## The records
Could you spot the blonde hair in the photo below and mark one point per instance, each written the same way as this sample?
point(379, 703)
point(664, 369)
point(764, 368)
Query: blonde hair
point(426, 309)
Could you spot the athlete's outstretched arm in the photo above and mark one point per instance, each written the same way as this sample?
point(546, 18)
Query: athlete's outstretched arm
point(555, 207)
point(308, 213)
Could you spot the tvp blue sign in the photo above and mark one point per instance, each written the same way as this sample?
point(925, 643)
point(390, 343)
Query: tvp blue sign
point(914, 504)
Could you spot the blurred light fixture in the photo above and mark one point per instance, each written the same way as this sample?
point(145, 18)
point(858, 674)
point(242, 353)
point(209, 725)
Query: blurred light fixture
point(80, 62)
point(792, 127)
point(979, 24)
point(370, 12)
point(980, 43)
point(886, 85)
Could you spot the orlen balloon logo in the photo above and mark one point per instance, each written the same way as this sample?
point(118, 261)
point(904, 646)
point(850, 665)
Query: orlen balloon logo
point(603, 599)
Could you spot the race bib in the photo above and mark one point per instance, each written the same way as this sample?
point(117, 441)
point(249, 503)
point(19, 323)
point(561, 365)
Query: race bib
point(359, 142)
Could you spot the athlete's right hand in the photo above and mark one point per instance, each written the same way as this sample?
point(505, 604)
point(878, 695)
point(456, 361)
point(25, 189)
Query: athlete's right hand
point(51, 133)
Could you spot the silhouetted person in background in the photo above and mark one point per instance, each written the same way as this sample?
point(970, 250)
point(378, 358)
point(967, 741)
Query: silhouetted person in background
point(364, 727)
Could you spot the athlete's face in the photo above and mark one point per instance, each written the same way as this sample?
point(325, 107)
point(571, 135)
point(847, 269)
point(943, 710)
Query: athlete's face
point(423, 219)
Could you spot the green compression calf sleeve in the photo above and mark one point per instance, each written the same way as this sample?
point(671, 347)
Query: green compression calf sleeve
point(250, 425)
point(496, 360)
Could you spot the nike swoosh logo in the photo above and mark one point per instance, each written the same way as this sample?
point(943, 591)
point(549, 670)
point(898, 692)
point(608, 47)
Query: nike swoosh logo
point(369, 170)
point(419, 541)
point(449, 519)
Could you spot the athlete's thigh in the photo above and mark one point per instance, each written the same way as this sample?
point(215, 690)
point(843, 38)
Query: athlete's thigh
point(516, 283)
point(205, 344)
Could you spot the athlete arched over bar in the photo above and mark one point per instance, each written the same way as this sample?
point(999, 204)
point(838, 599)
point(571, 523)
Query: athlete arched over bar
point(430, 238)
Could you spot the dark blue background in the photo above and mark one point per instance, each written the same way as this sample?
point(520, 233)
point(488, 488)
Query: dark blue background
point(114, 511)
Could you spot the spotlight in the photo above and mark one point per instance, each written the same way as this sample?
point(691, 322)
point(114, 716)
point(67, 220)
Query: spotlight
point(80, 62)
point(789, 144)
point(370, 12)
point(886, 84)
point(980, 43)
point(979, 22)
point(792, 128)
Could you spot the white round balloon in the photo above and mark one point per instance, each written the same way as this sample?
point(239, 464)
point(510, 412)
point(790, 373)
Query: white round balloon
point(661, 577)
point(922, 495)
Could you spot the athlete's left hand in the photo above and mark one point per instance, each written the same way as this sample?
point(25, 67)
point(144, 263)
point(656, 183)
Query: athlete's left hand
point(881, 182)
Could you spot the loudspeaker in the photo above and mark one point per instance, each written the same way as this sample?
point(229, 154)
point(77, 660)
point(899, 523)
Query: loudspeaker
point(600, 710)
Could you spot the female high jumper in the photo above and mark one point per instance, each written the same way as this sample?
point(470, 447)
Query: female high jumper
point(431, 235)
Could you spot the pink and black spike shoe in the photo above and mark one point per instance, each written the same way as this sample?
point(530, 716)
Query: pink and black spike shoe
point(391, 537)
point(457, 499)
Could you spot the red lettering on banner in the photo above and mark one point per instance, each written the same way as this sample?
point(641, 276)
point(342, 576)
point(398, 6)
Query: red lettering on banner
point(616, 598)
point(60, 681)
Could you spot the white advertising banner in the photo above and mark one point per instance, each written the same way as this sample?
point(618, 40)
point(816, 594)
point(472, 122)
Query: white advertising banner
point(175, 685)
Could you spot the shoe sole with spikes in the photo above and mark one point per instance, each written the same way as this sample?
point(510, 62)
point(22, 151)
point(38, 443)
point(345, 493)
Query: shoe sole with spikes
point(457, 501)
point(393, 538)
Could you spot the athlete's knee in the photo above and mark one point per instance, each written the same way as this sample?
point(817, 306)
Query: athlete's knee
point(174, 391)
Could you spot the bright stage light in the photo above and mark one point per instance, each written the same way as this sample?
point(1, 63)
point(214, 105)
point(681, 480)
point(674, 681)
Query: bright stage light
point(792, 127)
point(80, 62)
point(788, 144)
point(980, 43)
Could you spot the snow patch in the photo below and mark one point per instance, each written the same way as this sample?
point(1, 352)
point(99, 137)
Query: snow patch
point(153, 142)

---

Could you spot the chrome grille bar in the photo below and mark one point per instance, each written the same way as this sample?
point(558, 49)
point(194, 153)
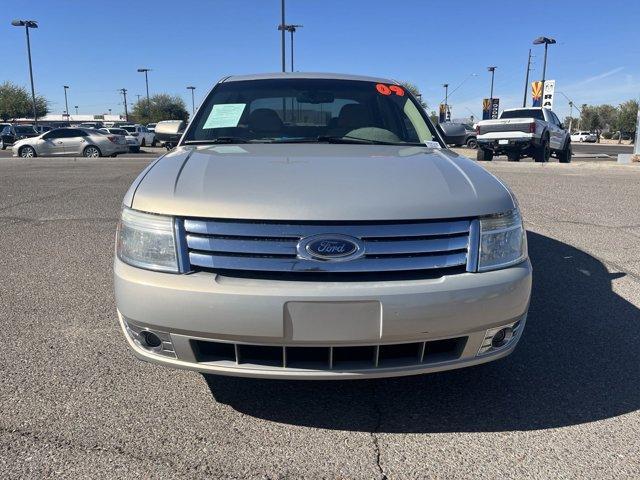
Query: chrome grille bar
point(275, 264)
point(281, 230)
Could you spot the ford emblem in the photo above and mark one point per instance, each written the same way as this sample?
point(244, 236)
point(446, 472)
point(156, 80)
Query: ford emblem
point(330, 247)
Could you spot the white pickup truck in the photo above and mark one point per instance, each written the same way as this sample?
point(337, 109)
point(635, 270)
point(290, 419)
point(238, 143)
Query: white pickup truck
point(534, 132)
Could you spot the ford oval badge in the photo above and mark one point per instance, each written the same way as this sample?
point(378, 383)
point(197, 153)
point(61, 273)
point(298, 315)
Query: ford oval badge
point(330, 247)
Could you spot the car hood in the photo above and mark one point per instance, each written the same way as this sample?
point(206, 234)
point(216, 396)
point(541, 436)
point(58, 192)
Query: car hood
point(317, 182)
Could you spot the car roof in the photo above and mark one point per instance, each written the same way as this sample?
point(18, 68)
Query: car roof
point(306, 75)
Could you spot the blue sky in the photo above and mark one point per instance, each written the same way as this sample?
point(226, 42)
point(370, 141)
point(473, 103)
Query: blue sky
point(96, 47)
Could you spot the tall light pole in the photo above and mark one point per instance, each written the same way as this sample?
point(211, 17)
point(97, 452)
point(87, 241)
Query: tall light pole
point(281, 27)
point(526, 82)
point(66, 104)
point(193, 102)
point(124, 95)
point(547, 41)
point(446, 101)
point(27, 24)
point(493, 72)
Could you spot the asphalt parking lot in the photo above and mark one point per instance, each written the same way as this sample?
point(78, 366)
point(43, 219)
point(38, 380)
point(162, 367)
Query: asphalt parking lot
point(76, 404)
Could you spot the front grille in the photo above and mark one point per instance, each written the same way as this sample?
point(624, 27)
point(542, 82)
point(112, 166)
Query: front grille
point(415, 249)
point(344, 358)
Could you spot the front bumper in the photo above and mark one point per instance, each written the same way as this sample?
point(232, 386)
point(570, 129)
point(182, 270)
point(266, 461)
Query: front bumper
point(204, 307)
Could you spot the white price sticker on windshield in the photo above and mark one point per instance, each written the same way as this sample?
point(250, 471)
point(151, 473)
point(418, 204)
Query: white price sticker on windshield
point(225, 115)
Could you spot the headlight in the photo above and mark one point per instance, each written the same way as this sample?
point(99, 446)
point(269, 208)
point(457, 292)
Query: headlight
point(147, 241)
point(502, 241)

## Written task
Please arrange the record lines, starting at the line containing "Could you spot the spotlight" and ending at the line containing "point(431, 235)", as a Markdown table with the columns Row and Record line. Number each row and leave out any blank lines.

## Response to this task
| Row | Record line |
|---|---|
| 1 | Could you spot the spotlight in the photo above and mark one point per instance, each written the same way as this sample? |
| 2 | point(691, 322) |
| 3 | point(114, 716) |
| 4 | point(67, 220) |
| 5 | Query: spotlight |
| 6 | point(80, 62) |
| 7 | point(789, 144) |
| 8 | point(370, 12) |
| 9 | point(886, 84) |
| 10 | point(980, 43) |
| 11 | point(979, 22) |
| 12 | point(792, 128) |
| 13 | Could you spot the white round balloon in the photo above and mark one point per instance, each written the same way as this sample? |
| 14 | point(239, 464) |
| 15 | point(510, 412) |
| 16 | point(790, 373) |
| 17 | Query: white round balloon |
| 18 | point(661, 577) |
| 19 | point(922, 495) |
| 20 | Could you spot the athlete's left hand in the photo above and mark one point per instance, each written the same way as this sample? |
| 21 | point(25, 67) |
| 22 | point(144, 263) |
| 23 | point(656, 183) |
| 24 | Query: athlete's left hand |
| 25 | point(881, 182) |
| 26 | Could you spot the loudspeaker in the photo above and mark one point per instance, each written the same way as this sample? |
| 27 | point(229, 154) |
| 28 | point(77, 660) |
| 29 | point(899, 523) |
| 30 | Query: loudspeaker |
| 31 | point(600, 710) |
| 32 | Could you spot the female high jumper in the photo above and mark one point per instance, each written the same way as this sample? |
| 33 | point(470, 447) |
| 34 | Query: female high jumper |
| 35 | point(431, 235) |